- [Your objective]
Reproduce the entire listing below exactly.

─── Data to use

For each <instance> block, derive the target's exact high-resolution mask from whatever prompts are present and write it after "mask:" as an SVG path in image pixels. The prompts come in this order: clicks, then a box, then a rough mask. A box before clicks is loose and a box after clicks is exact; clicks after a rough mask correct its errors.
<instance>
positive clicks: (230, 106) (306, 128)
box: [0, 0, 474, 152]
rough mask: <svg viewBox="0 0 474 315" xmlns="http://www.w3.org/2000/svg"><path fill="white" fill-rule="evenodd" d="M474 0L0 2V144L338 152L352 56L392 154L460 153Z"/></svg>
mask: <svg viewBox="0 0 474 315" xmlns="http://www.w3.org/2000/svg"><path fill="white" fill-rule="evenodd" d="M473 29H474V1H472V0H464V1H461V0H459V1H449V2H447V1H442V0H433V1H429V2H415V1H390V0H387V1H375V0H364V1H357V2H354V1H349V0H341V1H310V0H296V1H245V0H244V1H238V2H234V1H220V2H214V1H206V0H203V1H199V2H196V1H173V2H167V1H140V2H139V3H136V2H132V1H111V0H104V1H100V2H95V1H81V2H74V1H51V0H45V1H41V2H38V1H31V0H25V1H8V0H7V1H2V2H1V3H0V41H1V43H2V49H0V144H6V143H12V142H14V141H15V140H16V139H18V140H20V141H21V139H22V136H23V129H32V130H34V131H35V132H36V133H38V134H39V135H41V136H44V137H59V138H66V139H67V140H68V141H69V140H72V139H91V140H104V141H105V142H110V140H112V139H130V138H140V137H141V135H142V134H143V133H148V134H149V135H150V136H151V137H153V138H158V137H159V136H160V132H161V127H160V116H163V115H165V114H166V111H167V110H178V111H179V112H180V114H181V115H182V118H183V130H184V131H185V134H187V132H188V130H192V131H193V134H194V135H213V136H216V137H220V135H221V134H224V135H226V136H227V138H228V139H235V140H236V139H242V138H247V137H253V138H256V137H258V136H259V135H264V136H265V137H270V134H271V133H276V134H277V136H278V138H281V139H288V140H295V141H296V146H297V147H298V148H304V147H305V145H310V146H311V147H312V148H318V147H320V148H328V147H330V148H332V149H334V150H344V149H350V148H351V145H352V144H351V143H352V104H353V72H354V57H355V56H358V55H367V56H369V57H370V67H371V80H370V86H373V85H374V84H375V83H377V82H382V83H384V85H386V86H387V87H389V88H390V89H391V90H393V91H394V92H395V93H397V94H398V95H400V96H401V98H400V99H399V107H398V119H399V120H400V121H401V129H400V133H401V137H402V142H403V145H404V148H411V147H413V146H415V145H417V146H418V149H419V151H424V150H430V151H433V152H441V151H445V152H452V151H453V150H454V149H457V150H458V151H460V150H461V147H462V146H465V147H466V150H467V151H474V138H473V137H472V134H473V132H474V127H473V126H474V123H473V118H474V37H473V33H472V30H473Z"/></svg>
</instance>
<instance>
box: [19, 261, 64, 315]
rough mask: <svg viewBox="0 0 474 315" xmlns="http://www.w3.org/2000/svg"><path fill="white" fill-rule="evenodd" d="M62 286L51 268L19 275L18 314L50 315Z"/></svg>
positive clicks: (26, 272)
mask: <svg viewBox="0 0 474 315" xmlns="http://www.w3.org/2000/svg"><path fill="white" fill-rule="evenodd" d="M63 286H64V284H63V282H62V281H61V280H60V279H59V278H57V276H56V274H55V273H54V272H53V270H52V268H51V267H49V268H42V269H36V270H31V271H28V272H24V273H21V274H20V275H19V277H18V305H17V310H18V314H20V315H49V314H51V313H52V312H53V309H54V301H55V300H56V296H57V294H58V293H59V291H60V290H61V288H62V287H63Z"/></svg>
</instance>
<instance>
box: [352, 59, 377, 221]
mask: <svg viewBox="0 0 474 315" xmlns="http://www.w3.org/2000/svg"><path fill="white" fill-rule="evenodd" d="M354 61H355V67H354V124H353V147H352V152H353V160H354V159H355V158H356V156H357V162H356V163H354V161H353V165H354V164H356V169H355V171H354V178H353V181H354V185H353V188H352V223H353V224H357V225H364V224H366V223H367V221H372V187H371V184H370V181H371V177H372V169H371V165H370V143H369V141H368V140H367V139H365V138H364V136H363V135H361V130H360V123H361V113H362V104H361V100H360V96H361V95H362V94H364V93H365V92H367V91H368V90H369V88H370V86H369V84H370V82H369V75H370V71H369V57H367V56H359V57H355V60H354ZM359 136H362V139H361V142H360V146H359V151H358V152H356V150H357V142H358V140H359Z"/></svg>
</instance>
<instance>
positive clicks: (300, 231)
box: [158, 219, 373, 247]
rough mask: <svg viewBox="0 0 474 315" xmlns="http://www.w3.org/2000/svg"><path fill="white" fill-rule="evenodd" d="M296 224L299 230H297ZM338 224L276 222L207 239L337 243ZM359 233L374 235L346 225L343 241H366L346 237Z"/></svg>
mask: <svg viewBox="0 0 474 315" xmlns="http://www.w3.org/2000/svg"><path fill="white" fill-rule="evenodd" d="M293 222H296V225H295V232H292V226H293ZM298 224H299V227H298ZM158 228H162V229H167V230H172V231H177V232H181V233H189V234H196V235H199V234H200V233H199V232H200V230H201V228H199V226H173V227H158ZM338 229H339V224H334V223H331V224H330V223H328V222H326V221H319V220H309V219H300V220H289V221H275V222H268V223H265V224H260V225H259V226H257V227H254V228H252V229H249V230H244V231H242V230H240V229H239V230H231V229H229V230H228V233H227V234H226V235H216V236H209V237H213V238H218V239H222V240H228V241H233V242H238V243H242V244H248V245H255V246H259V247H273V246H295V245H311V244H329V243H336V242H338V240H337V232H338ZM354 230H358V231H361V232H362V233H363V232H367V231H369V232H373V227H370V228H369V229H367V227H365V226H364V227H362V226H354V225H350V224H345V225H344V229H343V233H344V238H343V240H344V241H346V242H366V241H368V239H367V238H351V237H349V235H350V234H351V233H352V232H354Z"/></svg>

──────

- [Exercise output]
For each <instance> block, derive the target's exact high-resolution mask from whatever prompts are present and write it after "mask:" as an SVG path in image pixels. The prompts come in this order: clicks, then a box, then a rough mask. A box before clicks is loose and a box after clicks is exact; clicks after a rough mask correct its errors.
<instance>
positive clicks: (230, 106) (306, 128)
box: [0, 0, 474, 152]
rough mask: <svg viewBox="0 0 474 315" xmlns="http://www.w3.org/2000/svg"><path fill="white" fill-rule="evenodd" d="M474 0L0 2V144L338 152L352 56L392 154L460 153Z"/></svg>
mask: <svg viewBox="0 0 474 315" xmlns="http://www.w3.org/2000/svg"><path fill="white" fill-rule="evenodd" d="M473 29H474V1H472V0H464V1H461V0H459V1H449V2H447V1H442V0H433V1H429V2H415V1H390V0H387V1H375V0H364V1H357V2H354V1H349V0H341V1H310V0H296V1H245V0H244V1H238V2H234V1H220V2H214V1H206V0H203V1H199V2H196V1H173V2H167V1H140V2H139V3H136V2H132V1H111V0H104V1H100V2H95V1H81V2H74V1H51V0H45V1H41V2H38V1H31V0H25V1H8V0H7V1H2V2H1V3H0V41H1V43H2V49H0V144H6V143H12V142H14V141H15V140H16V139H18V140H20V141H21V139H22V136H23V129H32V130H34V131H35V132H36V133H38V134H39V135H41V136H44V137H59V138H66V139H67V140H68V141H69V140H72V139H91V140H104V141H105V142H110V140H112V139H130V138H140V137H141V135H142V134H143V133H148V134H149V135H150V136H151V137H153V138H158V137H159V136H160V132H161V127H160V116H163V115H165V114H166V111H167V110H178V111H179V112H180V114H181V115H182V118H183V130H184V131H185V134H187V132H188V130H192V131H193V134H194V135H213V136H216V137H220V135H221V134H224V135H226V136H227V138H228V139H235V140H236V139H242V138H247V137H253V138H256V137H258V136H259V135H264V136H265V137H270V134H271V133H276V134H277V136H278V138H281V139H288V140H295V141H296V146H297V147H298V148H304V147H305V145H310V146H311V147H312V148H318V147H320V148H328V147H330V148H332V149H334V150H344V149H350V148H351V145H352V144H351V143H352V104H353V72H354V57H355V56H358V55H367V56H369V57H370V67H371V80H370V86H373V85H374V84H375V83H377V82H382V83H384V85H386V86H387V87H389V88H390V89H391V90H393V91H394V92H395V93H397V94H398V95H400V96H401V98H400V99H399V107H398V119H399V120H400V121H401V129H400V133H401V137H402V142H403V145H404V148H411V147H413V146H415V145H417V146H418V149H419V151H424V150H430V151H433V152H441V151H445V152H452V151H453V150H454V149H457V150H458V151H460V150H461V147H462V146H465V147H466V150H467V151H474V138H473V137H472V134H473V132H474V127H473V126H474V123H473V118H474V37H473V33H472V30H473Z"/></svg>
</instance>
<instance>
box: [19, 261, 64, 315]
rough mask: <svg viewBox="0 0 474 315" xmlns="http://www.w3.org/2000/svg"><path fill="white" fill-rule="evenodd" d="M62 286L51 268L19 275L18 314L50 315Z"/></svg>
positive clicks: (26, 272)
mask: <svg viewBox="0 0 474 315" xmlns="http://www.w3.org/2000/svg"><path fill="white" fill-rule="evenodd" d="M63 286H64V284H63V282H62V281H61V280H60V279H59V278H57V276H56V274H55V273H54V272H53V270H52V268H51V267H49V268H42V269H36V270H31V271H28V272H24V273H21V274H20V275H19V277H18V305H17V310H18V314H20V315H49V314H51V313H52V312H53V309H54V301H55V300H56V296H57V294H58V293H59V291H60V290H61V288H62V287H63Z"/></svg>
</instance>
<instance>
box: [352, 59, 377, 221]
mask: <svg viewBox="0 0 474 315" xmlns="http://www.w3.org/2000/svg"><path fill="white" fill-rule="evenodd" d="M354 61H355V67H354V124H353V147H352V152H353V160H354V159H355V158H356V156H357V162H356V163H354V161H353V165H354V164H356V169H355V171H354V178H353V181H354V185H353V188H352V223H353V224H357V225H364V224H366V223H367V221H372V187H371V184H370V181H371V177H372V169H371V165H370V143H369V141H368V140H367V139H365V138H364V136H363V135H361V130H360V123H361V113H362V104H361V100H360V96H361V95H362V94H364V93H365V92H367V91H368V90H369V88H370V86H369V84H370V82H369V75H370V71H369V57H367V56H359V57H355V60H354ZM359 136H362V139H361V142H360V146H359V151H358V152H356V150H357V142H358V140H359Z"/></svg>
</instance>
<instance>
positive clicks: (300, 231)
box: [158, 219, 373, 247]
rough mask: <svg viewBox="0 0 474 315" xmlns="http://www.w3.org/2000/svg"><path fill="white" fill-rule="evenodd" d="M296 224L299 230H297ZM338 224L276 222L207 239L337 243ZM359 233L374 235L346 225L343 241H366L346 237Z"/></svg>
mask: <svg viewBox="0 0 474 315" xmlns="http://www.w3.org/2000/svg"><path fill="white" fill-rule="evenodd" d="M293 222H296V225H295V232H292V226H293ZM298 224H299V227H298ZM158 228H162V229H167V230H172V231H177V232H181V233H189V234H196V235H199V234H200V233H199V232H200V230H201V228H199V226H173V227H158ZM338 229H339V224H334V223H331V224H330V223H328V222H326V221H319V220H309V219H300V220H289V221H275V222H268V223H265V224H260V225H259V226H257V227H254V228H252V229H249V230H244V231H242V230H240V229H239V230H231V229H229V230H228V233H227V234H226V235H216V236H209V237H213V238H218V239H222V240H228V241H233V242H238V243H242V244H248V245H255V246H259V247H273V246H295V245H311V244H329V243H336V242H338V240H337V232H338ZM354 230H358V231H361V232H362V233H363V232H367V231H369V232H373V227H370V228H369V229H367V227H365V226H364V227H362V226H354V225H350V224H345V225H344V229H343V233H344V238H343V240H344V241H346V242H366V241H368V239H367V238H351V237H349V235H350V234H351V233H352V232H354Z"/></svg>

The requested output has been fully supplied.